**Exercise goal**: Every entry is to be restated exactly; pictures are not part of the copy.

Natural-language object grounding data
◆ ◆ ◆ ◆ ◆

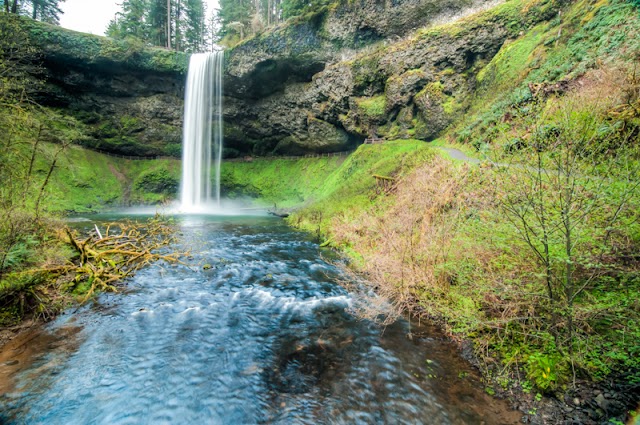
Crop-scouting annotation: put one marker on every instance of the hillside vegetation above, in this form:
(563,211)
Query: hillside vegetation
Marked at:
(532,254)
(529,254)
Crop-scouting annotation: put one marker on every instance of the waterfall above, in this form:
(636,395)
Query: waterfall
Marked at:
(202,134)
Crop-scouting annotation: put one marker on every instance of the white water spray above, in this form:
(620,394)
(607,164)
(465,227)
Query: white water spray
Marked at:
(202,134)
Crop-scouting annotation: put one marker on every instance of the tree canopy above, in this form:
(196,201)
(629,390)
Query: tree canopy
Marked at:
(43,10)
(175,24)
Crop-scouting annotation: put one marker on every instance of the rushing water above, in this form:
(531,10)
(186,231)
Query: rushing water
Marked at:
(202,133)
(264,335)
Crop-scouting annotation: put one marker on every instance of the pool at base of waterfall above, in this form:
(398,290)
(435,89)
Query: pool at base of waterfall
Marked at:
(254,329)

◆ ◆ ◆ ◆ ◆

**Solution for this exercise**:
Crop-scouting annotation: put one marker on every instance of the hillside vegetation above, in this form:
(563,211)
Query: hillside vegetation
Marked at:
(532,254)
(529,254)
Crop-scouting annotation: put one marker on every instance of the waterfall above, in this form:
(636,395)
Query: waterfall
Marked at:
(202,134)
Crop-scouting annotation: put one marker on every instance of the white water spray above, in this form:
(620,394)
(607,164)
(465,227)
Query: white water spray
Marked at:
(202,134)
Crop-scouting annotation: put one marker on every instance of the tree canopy above, in this form:
(196,201)
(629,390)
Query: tree canopy
Marked at:
(43,10)
(175,24)
Crop-scouting annotation: put one marker on every instance of the rushing water above, in this form:
(531,10)
(186,231)
Query: rushing water
Marked at:
(202,133)
(264,335)
Crop-scouting annotation: put one marker on every instance of the pool at base of waterfall above, in this form:
(398,290)
(435,89)
Query: pool at base of waterfall
Marked at:
(254,329)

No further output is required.